Transcribe every entry below word for word, but skip the pictures.

=== Pointing and labeling entries ===
-- START --
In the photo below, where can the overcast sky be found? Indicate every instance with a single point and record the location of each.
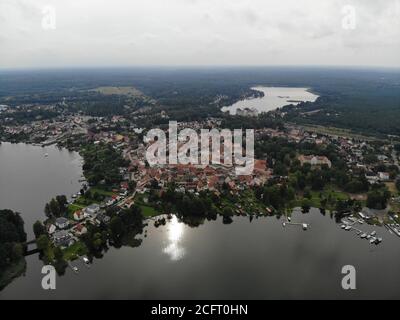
(199, 32)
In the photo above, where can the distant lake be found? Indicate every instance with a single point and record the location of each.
(274, 97)
(258, 259)
(29, 178)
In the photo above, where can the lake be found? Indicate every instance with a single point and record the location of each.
(258, 259)
(274, 97)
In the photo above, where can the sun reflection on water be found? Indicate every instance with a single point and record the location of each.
(175, 233)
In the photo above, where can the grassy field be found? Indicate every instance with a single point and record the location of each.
-- END --
=== Task response ===
In the photo below, where can the overcast sky be found? Indicate every instance with a single point and record the location of each.
(199, 32)
In the photo above, where can the distant lake be found? Indicate every instance with a single point and record the location of each.
(274, 97)
(258, 259)
(29, 178)
In the photo above, where can the lake be found? Indicate every instance with a single point and record the location of each.
(258, 259)
(274, 97)
In the photo above, where can the sun reflection on water be found? Indicate every instance with a single point and record the location of each.
(175, 233)
In the photo above, where can the grassy field be found? Indicate every instance with a single point and record the location of each.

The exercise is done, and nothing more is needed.